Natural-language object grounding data
━━━━━━
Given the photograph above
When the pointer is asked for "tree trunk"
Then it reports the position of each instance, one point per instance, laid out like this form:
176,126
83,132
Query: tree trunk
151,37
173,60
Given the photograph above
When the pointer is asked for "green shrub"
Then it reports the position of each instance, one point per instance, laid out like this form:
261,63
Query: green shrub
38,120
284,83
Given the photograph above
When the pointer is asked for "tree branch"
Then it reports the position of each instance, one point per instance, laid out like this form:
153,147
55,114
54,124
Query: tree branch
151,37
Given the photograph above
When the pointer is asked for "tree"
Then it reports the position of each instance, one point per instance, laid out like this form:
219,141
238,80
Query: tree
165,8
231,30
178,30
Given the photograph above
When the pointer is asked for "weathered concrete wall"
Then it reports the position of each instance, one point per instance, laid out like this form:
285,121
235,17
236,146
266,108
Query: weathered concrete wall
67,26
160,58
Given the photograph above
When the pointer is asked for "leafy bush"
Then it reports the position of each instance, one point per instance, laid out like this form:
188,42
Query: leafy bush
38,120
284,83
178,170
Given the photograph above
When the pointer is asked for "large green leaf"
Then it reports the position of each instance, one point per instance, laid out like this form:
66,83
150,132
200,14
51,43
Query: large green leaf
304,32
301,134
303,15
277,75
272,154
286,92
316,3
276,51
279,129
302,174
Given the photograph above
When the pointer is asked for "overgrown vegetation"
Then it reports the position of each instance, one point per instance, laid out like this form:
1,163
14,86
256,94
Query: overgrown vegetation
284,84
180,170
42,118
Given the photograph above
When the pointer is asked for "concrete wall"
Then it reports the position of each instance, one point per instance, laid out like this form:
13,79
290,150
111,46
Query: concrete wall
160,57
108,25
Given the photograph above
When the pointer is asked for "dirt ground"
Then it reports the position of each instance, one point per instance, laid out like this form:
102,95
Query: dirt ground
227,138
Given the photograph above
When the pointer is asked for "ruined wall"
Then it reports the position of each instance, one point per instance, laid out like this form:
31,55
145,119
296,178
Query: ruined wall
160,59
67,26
━━━━━━
Retype the data exactly as given.

Given the photograph above
When the pointer is asked for "tree trunk"
Then it reports the position of each instance, one point per instance, laid out like this form:
176,126
83,132
Query: tree trunk
151,37
173,60
Given the photograph above
When the pointer is asked for "green shrub"
Then it reports the position of each instance, one point per instance, laid out like this form:
261,63
Query: green shrub
38,120
284,83
Given the photograph above
When the pointer is asked for "tree branch"
Then it reports the position of each instance, one point per instance, laid out like this form:
153,147
55,114
54,124
Query: tree branch
151,37
Given the photograph above
When the pointer is asked for "tree"
Then it reports the position of each instance, one point per instance, laid out like this form:
219,141
238,80
Query: tree
165,8
231,30
178,30
Given the photograph above
When the pointer is asked for "weathered concrete wall"
Then it reports the position of each instance, one point per instance, laid out like this form:
285,121
235,17
236,146
266,108
Query: weathered concrete wall
67,26
160,58
Given the photograph above
When the pointer is asked for "leafy bush"
Then it reports the position of each instance, one point per instance, laid out like this form:
188,42
Query: leafy bush
38,120
284,83
178,170
Given the photograph above
When the pointer is asked for "large green leaf"
Then it reports the position of each instance, one point per instance, laid out like this form:
66,83
150,132
200,14
51,43
Query: large green leaf
304,32
301,134
303,15
277,75
272,154
286,92
316,3
276,51
279,129
302,174
Given the photograph above
When the pointer is asked for "overgrown vegetation"
Then it reports the position of each instance, one point per instance, laid out like this form:
1,163
14,86
256,94
Query: overgrown vegetation
284,84
180,170
42,118
Given the photograph above
When the pointer is asked for "concrete wall"
Then it reports the position of each instance, one point per instance, laid out like this form:
13,79
290,150
111,46
Query: concrete wall
160,57
108,25
Given the photograph above
When the pointer is asked for "dirt ground"
Then it reports the position of each instance, one point per instance, laid out like this form:
102,95
Query: dirt ground
227,138
Given the photograph above
When the pointer is asked for "ruined wall"
Then it reports the position of each instance, one point per instance, laid out like this form:
31,55
145,119
296,178
Query: ruined wall
160,59
67,26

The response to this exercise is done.